(Entrées d'annotation de position d'objets)
□ □ □ □ □ □ □

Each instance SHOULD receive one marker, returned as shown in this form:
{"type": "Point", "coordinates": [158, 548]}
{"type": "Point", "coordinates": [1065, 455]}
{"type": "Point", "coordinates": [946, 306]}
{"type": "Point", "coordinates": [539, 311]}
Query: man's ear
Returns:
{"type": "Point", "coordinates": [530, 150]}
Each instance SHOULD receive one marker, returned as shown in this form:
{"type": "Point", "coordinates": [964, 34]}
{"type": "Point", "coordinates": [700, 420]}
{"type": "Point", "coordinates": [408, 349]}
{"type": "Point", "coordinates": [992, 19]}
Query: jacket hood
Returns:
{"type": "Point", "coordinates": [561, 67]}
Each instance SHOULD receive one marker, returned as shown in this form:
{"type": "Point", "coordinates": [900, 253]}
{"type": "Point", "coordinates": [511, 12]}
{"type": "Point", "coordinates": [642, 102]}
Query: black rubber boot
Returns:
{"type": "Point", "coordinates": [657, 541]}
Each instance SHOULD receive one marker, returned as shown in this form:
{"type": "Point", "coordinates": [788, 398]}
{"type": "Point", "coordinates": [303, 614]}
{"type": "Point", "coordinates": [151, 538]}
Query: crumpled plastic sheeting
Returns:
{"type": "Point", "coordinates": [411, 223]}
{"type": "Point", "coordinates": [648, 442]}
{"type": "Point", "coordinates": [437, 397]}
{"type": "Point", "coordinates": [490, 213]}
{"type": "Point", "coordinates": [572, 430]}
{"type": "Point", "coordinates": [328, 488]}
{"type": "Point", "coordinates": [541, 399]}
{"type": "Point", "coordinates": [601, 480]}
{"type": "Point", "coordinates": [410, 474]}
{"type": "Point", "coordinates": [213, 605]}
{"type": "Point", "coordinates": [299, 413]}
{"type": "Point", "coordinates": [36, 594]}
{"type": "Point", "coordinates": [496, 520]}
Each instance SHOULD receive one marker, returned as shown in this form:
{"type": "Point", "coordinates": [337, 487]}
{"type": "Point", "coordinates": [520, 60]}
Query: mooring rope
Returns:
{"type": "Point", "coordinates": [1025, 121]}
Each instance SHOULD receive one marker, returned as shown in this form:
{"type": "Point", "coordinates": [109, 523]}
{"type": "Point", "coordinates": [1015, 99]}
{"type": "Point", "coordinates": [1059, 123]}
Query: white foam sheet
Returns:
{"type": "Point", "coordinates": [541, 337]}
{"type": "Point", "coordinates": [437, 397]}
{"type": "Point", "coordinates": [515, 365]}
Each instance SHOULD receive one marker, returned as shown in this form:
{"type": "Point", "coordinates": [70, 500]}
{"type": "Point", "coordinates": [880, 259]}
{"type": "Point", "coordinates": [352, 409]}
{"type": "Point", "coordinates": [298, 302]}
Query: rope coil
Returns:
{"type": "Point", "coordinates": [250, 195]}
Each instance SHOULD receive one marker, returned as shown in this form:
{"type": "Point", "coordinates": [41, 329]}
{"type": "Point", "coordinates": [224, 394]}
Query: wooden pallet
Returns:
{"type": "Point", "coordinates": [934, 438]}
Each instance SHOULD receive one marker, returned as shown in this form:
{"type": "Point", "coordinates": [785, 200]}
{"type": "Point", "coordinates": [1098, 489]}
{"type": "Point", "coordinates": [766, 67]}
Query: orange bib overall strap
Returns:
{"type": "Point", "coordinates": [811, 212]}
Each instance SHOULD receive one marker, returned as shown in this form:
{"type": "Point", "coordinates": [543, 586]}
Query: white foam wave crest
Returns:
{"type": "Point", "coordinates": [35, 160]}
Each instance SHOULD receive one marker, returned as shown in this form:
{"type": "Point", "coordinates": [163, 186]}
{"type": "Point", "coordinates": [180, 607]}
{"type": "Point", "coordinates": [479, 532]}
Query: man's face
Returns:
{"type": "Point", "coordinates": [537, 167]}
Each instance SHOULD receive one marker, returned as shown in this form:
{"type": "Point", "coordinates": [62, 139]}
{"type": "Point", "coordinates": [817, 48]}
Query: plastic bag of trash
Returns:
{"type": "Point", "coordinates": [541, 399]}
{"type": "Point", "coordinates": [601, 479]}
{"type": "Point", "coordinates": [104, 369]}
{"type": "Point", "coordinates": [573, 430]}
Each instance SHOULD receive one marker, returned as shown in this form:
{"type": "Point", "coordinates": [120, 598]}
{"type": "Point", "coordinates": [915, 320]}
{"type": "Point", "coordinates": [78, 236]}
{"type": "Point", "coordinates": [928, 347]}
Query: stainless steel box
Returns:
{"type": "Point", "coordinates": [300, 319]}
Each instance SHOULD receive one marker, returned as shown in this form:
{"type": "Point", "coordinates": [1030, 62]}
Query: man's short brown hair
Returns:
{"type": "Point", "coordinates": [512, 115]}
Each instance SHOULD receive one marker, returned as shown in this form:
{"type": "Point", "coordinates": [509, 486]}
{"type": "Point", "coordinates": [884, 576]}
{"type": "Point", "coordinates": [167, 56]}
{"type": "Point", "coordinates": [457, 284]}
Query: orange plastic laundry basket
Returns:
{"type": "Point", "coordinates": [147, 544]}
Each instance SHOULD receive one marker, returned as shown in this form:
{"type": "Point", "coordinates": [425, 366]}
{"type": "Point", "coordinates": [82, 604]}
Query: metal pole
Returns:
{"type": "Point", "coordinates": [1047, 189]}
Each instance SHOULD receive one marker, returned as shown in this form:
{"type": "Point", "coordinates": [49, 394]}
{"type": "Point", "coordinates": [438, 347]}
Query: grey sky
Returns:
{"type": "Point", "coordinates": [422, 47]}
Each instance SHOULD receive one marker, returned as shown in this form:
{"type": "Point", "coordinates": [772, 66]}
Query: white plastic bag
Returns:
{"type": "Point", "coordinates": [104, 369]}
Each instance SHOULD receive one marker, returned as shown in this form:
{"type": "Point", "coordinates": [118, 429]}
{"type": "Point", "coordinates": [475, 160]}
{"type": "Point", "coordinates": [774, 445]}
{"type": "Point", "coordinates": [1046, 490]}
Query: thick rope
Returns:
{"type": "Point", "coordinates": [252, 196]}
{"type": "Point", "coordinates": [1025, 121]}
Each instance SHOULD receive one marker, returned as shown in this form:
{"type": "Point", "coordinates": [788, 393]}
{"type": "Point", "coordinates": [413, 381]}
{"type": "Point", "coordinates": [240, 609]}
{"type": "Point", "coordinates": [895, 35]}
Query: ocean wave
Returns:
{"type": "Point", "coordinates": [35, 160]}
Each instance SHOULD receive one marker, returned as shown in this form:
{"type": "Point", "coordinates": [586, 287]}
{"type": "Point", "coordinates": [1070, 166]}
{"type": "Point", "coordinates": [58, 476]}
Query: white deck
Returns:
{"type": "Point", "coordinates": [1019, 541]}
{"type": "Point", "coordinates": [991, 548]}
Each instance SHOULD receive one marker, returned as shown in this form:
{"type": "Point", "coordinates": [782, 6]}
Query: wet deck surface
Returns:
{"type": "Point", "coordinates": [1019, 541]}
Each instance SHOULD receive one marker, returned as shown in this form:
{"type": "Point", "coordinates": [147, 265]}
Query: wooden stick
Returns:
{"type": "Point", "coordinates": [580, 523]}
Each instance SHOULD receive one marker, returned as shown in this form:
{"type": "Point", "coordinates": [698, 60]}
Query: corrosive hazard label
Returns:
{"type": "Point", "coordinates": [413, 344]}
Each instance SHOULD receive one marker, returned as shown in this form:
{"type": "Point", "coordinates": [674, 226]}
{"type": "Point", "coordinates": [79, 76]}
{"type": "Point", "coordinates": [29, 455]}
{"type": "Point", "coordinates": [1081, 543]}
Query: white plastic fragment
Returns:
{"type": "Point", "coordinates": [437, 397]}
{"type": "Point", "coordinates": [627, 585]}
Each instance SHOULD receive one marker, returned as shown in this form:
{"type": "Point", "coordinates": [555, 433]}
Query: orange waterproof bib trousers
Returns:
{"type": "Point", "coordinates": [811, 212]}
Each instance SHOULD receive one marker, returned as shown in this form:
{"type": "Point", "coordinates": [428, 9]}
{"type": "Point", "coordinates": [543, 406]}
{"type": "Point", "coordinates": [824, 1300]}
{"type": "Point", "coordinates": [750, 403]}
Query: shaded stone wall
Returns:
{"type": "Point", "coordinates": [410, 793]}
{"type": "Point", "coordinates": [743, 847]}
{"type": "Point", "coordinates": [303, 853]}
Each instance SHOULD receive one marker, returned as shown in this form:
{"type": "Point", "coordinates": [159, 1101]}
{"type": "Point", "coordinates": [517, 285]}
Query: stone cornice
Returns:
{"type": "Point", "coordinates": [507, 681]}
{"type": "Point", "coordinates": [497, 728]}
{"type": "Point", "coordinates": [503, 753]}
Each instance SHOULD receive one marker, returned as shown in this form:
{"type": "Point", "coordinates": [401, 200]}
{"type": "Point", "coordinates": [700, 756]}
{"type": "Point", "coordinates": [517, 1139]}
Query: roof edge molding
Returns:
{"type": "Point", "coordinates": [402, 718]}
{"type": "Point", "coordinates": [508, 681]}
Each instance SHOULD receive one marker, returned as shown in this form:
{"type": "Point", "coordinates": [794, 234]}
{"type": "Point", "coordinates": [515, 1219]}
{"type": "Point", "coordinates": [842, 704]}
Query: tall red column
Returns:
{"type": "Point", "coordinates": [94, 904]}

□ □ □ □ □ □ □

Énoncé du problème:
Repérez dans les items ci-dessus chaque ligne qui contient le mot « orange », puis recopiez toutes ces lignes.

Solution ci-dessous:
Query: orange bib overall strap
Query: orange plastic laundry basket
Query: orange waterproof bib trousers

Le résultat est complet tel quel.